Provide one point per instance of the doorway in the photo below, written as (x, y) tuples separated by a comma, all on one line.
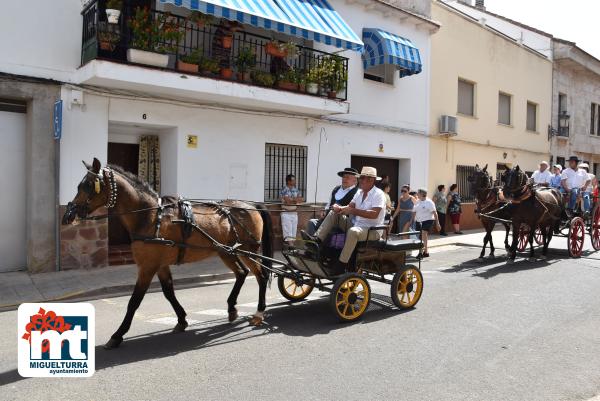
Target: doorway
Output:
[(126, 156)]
* * *
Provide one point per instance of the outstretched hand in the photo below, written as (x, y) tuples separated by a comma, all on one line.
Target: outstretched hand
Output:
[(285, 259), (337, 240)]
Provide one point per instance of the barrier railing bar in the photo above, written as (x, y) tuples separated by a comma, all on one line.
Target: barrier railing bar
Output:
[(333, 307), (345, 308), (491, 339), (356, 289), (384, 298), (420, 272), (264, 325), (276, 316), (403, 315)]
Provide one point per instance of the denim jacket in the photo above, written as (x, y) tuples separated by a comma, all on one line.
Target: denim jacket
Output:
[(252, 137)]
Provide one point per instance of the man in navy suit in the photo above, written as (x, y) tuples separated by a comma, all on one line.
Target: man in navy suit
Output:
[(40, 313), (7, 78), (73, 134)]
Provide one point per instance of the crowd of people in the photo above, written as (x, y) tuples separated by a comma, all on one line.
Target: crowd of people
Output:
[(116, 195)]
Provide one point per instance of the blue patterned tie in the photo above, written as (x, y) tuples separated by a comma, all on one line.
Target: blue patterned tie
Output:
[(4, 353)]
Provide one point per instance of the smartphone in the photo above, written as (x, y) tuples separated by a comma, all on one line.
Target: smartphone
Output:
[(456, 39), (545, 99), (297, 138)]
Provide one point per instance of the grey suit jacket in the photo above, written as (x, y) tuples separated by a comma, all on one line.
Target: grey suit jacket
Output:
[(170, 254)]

▶ Task: Filter these records, keeping every line where the word "barrier" occurs.

▶ Output for this exercise:
Provide one point per instance of the barrier railing bar in the photo above, written as (x, y) tuples separated by a comma, all on one line.
Target: barrier railing bar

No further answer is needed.